Could you rewrite the records starting at the line that contains "the tree trunk" and running through the end of the records, including each request, with every point coordinate in the answers shifted by adding 81 to each number? Leave the pictures out.

[START OF MATERIAL FOR THE TASK]

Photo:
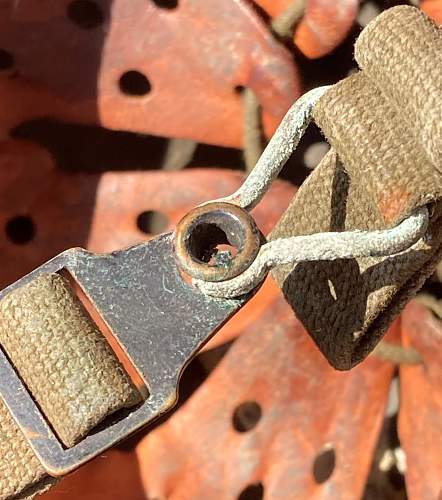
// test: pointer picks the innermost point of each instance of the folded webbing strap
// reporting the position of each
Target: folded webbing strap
(384, 125)
(68, 367)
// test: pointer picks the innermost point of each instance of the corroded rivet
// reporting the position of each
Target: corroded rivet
(203, 230)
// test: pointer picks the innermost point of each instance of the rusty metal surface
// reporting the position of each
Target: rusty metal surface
(54, 210)
(122, 65)
(323, 27)
(198, 235)
(420, 417)
(273, 412)
(161, 323)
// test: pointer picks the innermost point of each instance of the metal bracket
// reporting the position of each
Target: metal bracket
(159, 320)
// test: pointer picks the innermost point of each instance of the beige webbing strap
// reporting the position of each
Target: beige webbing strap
(68, 367)
(385, 128)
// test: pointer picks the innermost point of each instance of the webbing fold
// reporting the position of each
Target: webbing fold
(381, 167)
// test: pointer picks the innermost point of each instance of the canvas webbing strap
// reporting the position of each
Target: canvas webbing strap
(68, 367)
(385, 128)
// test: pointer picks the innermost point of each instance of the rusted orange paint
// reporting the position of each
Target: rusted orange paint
(73, 74)
(420, 417)
(99, 211)
(393, 204)
(434, 9)
(306, 406)
(324, 26)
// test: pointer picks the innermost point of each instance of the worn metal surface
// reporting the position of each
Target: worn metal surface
(324, 26)
(312, 436)
(420, 417)
(122, 65)
(44, 210)
(199, 233)
(158, 319)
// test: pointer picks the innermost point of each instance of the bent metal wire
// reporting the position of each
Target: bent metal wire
(322, 246)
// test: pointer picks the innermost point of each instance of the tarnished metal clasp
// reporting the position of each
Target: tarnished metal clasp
(158, 319)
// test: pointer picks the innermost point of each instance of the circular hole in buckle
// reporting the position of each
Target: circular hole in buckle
(216, 242)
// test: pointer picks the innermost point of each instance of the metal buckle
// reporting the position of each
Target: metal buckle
(158, 319)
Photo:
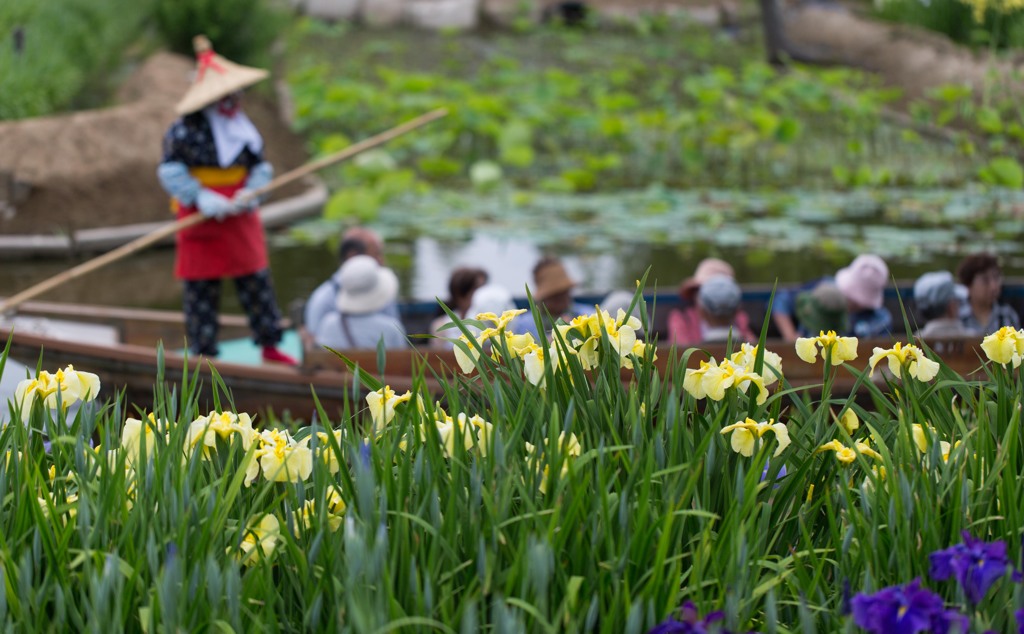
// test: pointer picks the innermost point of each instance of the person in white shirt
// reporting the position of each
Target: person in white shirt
(360, 321)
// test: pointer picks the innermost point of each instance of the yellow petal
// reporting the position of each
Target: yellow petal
(807, 349)
(742, 442)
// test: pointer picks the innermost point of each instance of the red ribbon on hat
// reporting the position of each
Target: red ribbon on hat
(206, 60)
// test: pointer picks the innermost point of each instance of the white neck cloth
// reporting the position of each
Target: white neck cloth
(231, 134)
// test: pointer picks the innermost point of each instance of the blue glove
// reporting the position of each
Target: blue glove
(176, 180)
(213, 205)
(259, 176)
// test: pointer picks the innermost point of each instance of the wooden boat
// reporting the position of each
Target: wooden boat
(122, 346)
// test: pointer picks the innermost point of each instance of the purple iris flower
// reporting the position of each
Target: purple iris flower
(905, 609)
(975, 563)
(689, 623)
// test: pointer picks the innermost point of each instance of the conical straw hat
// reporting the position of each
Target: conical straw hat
(215, 78)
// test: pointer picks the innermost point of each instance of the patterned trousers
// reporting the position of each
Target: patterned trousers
(202, 303)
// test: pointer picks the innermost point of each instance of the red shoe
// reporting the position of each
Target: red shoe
(273, 355)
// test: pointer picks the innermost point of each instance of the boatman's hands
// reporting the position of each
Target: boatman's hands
(213, 205)
(259, 176)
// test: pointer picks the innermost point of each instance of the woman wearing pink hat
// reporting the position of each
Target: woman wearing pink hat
(862, 285)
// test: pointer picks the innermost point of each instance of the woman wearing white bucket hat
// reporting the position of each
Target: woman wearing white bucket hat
(863, 285)
(360, 323)
(213, 157)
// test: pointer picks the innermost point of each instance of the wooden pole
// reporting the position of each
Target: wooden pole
(173, 227)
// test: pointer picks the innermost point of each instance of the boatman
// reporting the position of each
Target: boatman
(213, 159)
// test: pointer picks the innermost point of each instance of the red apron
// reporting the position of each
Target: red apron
(229, 248)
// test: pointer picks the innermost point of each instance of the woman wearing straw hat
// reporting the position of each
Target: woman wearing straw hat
(213, 159)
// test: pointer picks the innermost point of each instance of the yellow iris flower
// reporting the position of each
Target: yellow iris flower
(336, 508)
(1005, 345)
(847, 455)
(284, 460)
(843, 348)
(225, 425)
(849, 421)
(712, 379)
(260, 539)
(70, 383)
(772, 363)
(909, 356)
(500, 321)
(747, 435)
(382, 405)
(136, 433)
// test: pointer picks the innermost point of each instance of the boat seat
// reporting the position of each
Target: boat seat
(61, 329)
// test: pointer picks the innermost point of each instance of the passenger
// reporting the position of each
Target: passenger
(685, 326)
(462, 286)
(863, 285)
(821, 309)
(361, 321)
(356, 241)
(938, 305)
(718, 302)
(983, 314)
(553, 295)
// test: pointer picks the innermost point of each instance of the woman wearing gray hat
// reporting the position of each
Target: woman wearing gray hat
(938, 305)
(361, 323)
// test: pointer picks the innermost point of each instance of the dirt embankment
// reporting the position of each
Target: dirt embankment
(910, 58)
(97, 168)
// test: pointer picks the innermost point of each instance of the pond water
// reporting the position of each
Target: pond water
(607, 241)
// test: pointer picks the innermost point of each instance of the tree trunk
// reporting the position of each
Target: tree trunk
(771, 19)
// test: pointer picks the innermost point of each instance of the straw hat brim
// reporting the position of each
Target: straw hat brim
(218, 80)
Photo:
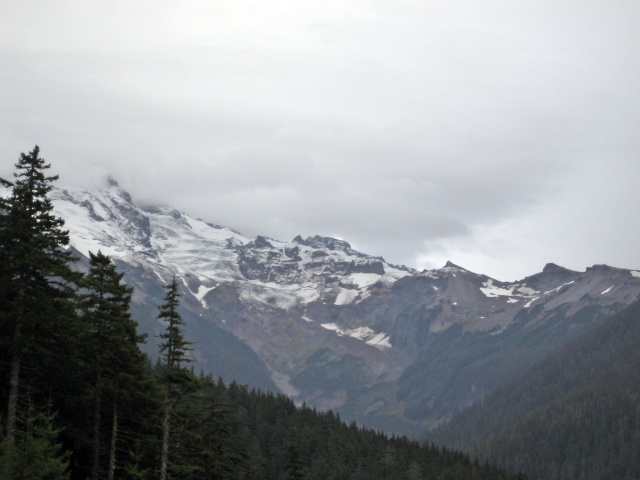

[END OF MATERIAL FOR THE TASK]

* [WORKED ANSWER]
// test: pointer picks the innermost point of each instance of the tree trunk
// reporting the position of each
Target: tree trunk
(852, 100)
// test: pointer picks the innermost point of each instance of the straw hat brim
// reporting the position of each
Target: straw hat brim
(299, 161)
Photo:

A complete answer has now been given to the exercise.